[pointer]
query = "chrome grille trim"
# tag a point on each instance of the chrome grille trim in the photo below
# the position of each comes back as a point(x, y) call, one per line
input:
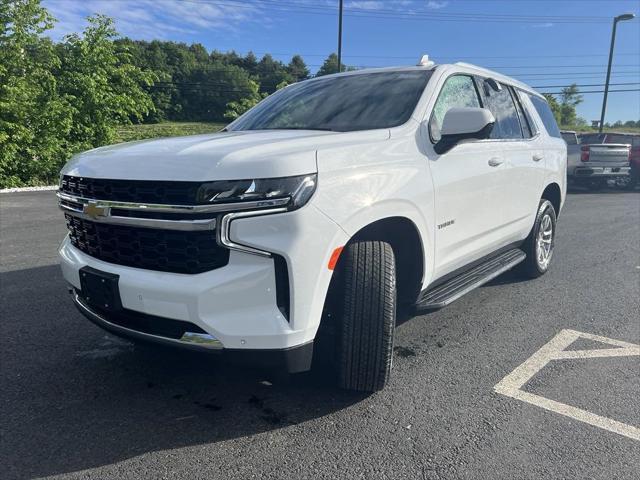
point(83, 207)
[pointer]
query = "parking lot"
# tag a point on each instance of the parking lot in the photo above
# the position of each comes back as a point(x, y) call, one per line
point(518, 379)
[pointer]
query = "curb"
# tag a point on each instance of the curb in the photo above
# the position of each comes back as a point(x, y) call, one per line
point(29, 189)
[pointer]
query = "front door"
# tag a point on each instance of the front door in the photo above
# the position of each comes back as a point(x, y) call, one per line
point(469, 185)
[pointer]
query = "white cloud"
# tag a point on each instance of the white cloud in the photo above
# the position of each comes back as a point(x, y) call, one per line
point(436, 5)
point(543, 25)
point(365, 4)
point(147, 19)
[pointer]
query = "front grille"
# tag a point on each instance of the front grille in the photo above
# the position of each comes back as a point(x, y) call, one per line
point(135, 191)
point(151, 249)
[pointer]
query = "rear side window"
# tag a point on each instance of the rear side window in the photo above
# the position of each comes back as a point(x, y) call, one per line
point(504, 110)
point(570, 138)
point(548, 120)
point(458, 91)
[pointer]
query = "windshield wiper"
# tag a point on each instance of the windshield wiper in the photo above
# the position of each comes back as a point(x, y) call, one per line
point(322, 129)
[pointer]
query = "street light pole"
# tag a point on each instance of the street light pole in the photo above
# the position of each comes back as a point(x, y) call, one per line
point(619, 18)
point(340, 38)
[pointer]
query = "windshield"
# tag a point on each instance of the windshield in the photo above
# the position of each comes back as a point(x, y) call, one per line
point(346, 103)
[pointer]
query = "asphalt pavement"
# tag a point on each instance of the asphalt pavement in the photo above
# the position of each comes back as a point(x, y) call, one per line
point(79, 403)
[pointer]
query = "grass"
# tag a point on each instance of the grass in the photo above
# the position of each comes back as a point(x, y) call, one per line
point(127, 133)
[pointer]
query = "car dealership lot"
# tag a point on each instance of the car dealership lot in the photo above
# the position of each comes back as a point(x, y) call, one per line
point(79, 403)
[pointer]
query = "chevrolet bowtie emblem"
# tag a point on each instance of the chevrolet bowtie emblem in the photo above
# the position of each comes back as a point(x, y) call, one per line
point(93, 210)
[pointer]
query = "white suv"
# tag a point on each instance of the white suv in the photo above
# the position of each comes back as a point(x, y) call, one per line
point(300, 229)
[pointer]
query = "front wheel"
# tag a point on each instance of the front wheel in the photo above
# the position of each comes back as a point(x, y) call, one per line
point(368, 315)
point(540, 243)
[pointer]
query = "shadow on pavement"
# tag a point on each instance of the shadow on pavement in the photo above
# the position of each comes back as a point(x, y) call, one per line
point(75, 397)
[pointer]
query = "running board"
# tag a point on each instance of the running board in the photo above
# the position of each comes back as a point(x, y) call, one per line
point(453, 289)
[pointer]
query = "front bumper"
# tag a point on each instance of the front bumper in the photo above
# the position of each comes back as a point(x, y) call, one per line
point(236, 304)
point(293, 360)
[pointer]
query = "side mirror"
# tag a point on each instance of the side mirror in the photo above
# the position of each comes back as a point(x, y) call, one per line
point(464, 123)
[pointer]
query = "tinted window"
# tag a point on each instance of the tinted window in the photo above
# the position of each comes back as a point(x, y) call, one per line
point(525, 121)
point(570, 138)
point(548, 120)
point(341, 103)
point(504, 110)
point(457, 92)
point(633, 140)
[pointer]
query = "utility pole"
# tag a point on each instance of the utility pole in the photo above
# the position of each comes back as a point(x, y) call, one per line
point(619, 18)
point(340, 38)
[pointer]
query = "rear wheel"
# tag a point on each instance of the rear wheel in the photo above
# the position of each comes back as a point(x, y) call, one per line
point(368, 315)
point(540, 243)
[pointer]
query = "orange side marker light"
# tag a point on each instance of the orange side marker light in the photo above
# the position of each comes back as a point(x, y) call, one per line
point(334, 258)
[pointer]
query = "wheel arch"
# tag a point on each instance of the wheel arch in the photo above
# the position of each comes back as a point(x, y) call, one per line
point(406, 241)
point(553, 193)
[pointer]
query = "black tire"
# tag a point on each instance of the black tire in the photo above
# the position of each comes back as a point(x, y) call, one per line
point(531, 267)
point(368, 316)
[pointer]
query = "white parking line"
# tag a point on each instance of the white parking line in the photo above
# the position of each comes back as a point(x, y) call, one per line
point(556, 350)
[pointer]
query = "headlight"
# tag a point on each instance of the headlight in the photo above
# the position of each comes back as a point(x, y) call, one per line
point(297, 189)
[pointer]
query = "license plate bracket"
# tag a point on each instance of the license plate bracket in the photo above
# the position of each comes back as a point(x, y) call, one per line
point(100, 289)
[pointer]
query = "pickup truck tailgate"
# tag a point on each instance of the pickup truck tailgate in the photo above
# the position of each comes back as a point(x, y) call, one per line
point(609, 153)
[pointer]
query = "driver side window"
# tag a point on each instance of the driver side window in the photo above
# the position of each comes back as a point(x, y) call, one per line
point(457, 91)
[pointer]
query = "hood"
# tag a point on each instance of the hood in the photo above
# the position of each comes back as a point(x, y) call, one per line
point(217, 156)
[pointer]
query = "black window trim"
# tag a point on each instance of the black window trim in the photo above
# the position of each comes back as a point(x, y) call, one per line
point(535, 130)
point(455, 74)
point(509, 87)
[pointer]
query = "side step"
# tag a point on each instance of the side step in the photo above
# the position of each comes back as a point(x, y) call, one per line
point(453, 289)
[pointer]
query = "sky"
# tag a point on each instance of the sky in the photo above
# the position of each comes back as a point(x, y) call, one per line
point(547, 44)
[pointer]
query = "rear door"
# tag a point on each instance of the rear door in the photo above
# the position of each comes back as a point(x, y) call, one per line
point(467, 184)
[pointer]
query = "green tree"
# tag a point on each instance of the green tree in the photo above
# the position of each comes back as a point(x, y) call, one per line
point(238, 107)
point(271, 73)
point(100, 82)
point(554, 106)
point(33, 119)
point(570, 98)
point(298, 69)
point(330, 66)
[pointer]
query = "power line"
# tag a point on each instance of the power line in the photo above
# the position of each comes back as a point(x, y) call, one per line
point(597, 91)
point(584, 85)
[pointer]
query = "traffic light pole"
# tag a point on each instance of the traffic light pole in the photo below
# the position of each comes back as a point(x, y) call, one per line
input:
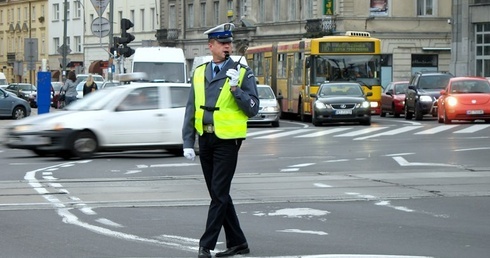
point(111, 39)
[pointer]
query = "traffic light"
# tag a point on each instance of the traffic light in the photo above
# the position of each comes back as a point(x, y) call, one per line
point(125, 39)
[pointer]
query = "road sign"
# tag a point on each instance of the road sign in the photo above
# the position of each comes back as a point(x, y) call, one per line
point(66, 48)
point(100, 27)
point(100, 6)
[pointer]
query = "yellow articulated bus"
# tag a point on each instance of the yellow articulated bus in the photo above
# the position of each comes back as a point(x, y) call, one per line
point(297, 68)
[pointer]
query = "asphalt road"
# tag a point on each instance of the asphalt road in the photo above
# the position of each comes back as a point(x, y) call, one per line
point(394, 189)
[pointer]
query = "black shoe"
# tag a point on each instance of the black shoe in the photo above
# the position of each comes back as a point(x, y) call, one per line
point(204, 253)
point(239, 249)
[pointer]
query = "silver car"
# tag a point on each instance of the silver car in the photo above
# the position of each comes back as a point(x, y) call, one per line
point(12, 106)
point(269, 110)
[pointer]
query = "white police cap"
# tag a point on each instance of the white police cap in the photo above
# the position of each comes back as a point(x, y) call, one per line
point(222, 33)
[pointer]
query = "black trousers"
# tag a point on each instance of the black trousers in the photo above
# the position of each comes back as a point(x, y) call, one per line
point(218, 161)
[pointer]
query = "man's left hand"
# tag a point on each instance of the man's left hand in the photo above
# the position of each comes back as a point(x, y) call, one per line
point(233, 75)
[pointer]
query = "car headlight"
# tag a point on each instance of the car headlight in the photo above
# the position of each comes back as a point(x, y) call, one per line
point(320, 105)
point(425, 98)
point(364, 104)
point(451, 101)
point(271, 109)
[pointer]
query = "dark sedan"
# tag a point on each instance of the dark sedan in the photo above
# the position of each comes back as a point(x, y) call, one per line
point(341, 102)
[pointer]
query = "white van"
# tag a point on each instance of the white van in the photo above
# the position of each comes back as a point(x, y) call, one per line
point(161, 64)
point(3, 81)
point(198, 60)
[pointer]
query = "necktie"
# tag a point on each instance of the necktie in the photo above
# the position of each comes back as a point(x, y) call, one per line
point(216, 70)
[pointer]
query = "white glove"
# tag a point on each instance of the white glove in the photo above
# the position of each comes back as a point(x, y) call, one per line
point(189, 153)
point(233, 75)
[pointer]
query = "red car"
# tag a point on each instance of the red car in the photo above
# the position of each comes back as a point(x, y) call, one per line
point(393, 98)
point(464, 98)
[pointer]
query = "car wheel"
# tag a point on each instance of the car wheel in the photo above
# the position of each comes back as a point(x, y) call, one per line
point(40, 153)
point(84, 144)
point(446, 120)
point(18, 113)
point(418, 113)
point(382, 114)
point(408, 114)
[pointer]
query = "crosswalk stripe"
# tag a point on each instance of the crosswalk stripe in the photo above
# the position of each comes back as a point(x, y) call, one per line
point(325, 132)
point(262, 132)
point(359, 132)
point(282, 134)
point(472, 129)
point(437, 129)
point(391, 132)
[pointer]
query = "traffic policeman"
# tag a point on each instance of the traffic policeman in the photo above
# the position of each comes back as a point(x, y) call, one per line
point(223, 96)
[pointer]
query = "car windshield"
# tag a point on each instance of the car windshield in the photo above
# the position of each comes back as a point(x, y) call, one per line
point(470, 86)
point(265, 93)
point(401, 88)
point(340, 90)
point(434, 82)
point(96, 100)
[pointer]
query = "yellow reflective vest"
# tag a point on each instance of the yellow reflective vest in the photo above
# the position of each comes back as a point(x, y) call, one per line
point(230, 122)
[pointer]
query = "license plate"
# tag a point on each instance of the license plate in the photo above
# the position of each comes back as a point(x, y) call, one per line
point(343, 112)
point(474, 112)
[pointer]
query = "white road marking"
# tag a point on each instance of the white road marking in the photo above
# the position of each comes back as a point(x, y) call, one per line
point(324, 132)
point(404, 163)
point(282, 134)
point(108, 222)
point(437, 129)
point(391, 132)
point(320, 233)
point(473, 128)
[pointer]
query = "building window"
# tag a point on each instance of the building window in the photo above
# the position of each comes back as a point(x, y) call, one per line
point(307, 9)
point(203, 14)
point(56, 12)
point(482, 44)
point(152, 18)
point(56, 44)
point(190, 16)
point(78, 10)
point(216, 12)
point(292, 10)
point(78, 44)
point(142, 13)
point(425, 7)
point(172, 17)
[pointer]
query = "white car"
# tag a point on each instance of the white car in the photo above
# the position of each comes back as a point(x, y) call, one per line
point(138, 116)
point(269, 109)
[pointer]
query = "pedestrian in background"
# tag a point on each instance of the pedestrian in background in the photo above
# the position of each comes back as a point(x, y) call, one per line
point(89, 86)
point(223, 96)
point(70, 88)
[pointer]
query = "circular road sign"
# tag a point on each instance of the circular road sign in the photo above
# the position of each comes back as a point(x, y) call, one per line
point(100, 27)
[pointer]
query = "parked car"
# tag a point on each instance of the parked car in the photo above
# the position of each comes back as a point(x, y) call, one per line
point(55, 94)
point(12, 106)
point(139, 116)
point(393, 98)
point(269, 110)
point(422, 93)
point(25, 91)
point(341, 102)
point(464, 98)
□ □ □ □ □ □ □
### [Request]
Which lines in the items above contain the word "left"? Gather each of them, and treat uppercase and lowercase as different.

### [Problem solution]
query = "man's left hand"
# tag a point on each instance of the man's left hand in the photo above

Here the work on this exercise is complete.